----- RECORDS FOR THIS EXERCISE

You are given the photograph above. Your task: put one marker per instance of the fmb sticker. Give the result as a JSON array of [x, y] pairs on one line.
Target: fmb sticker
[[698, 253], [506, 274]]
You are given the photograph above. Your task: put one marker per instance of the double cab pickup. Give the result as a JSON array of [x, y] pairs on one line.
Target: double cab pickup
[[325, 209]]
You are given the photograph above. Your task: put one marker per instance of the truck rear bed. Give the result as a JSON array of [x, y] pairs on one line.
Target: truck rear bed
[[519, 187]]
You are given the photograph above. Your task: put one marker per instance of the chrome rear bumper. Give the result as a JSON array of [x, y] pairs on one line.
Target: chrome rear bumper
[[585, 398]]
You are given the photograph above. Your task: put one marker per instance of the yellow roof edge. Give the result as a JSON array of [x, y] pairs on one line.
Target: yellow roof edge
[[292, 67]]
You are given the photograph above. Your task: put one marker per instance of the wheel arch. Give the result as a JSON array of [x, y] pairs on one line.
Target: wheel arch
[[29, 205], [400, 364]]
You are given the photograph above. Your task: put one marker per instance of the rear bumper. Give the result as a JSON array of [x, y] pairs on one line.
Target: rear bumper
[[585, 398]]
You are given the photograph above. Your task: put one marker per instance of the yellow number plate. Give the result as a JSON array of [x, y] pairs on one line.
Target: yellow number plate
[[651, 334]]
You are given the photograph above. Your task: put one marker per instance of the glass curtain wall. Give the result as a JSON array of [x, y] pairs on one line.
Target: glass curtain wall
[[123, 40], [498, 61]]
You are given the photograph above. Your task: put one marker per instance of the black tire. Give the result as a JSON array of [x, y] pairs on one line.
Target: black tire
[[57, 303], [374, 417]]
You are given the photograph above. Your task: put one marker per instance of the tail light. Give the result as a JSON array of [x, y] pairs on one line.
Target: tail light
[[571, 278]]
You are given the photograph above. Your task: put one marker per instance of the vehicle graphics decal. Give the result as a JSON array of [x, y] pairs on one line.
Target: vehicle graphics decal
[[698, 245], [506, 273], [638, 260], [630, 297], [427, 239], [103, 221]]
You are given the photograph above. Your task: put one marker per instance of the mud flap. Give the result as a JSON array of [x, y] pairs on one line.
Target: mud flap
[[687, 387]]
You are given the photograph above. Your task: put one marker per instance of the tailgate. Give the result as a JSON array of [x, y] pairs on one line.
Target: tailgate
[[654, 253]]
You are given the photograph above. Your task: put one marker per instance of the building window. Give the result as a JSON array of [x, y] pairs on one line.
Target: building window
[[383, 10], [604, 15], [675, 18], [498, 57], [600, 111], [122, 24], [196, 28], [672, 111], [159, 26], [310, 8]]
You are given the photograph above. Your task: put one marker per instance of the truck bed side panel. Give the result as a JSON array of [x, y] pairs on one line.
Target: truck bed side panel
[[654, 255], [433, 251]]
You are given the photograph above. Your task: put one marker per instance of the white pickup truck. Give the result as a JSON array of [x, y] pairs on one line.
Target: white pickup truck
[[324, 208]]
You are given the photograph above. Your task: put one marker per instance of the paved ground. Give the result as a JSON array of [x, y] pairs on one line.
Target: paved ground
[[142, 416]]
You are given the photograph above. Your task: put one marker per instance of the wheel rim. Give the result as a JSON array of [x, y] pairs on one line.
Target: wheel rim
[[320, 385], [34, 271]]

----------

◆ AIM OF THE TASK ◆
Substitute "JSON list" for "JSON array" everywhere in the material above, and keep every other part of the text unchanged.

◆ TASK SOLUTION ◆
You are given the photograph above. Your task: put one marker per instance of the fmb sticker. Give the result as a JSON list of [x, y] pairs on one line.
Target: fmb sticker
[[698, 253], [506, 274]]
You are given the photograph above. Your task: put one marker per instance of the double cab pickup. Give the result as a JSON list of [x, y] pairs on one line.
Target: double cab pickup
[[325, 209]]
You are given the photograph above. Your task: put one marker per instance of the truck rear bed. Give the result as a JSON list of [x, y] pairs on one line.
Target: truck rear bed
[[519, 187]]
You are given the photograph above. Your task: put one marker per instance of the chrome rear bumper. Give the result as a JSON list of [x, y] pairs on one line.
Target: chrome rear bumper
[[585, 398]]
You are given the photograph above. Your task: put one marker per instance of the yellow roof edge. Give the result as a JSON list of [x, y] pairs on one line.
Target: yellow roof edge
[[292, 67]]
You are given the photograph above. Your task: put one marker per instance of the wheel arch. Give the result as a JSON list of [x, y] pairs on one line.
Target: wheel arch
[[29, 205], [400, 364]]
You are given the photograph above. Your task: put one marker per instance of the rear bumper. Give the result as a JSON list of [x, y] pairs on one line.
Target: rear bumper
[[585, 398]]
You are given the photograph above. Your task: put one marker per instance of the yellow number plate. Give the result as a JSON list of [x, y] pairs on one line.
Target: yellow number plate
[[651, 334]]
You are given the photograph above. Your task: put one marker per instance of the glass curtain wall. Give the result as a JSON list of [x, y] pairs on one line.
Target: glass curtain wall
[[123, 40], [498, 61]]
You are given the photograph above. Your task: put one marker per instance of the black tire. Give the result as a JSON list of [x, y] pairs on one line.
Target: black tire
[[57, 303], [374, 417]]
You are given the photograph above. Your task: put one marker per instance of the tail light. Give the result as a JSON list of [x, y] pairs on one line.
Target: tail light
[[571, 278]]
You are given the photograph above. Your task: put one marker per instance of the vehicle graphics decal. Give the result as a JSON list of [x, y] pairs on one line.
Target: vehicle graphics decal
[[698, 245], [506, 273], [638, 260], [630, 297], [427, 239], [103, 221]]
You are given the photograph above. Your task: put one marker per instance of the mud flap. Give the result as a JSON list of [x, y] pairs on one line.
Target: mud flap
[[687, 387]]
You are given the photograph above. Your task: put one marker per instance of the tailgate. Give the result as a JSON list of [x, y] pairs on one line.
Target: tailgate
[[654, 253]]
You are given the photograph above. Your task: put one marker per instance of the building window. Give the result as a JSON list of [x, y] pairs on one line.
Target: building window
[[383, 10], [604, 15], [675, 18], [498, 57], [600, 111], [122, 24], [196, 28], [672, 111], [159, 26], [310, 8]]
You are given the photograph above. Your task: put one marker per instance of the truck bed side panel. Give the result as a JSON list of [x, y] pairs on one line.
Target: truck bed side panel
[[654, 255], [433, 251]]
You are given the photograph above. Your task: put one marker per instance of the white pickup truck. Give the result as a JSON list of [x, y] pairs on one line.
Target: white pickup truck
[[324, 208]]
You are given the photograph above. Your task: put one marker per instance of the paved ground. Give the result as a JSON list of [x, y] pairs on one line.
Target: paved ground
[[142, 416]]
You are given the photograph above. Your task: put one marker per instance of the wheel rim. Give the result as a JSON list of [x, y] pairs on one line.
Target: wheel rim
[[320, 385], [34, 271]]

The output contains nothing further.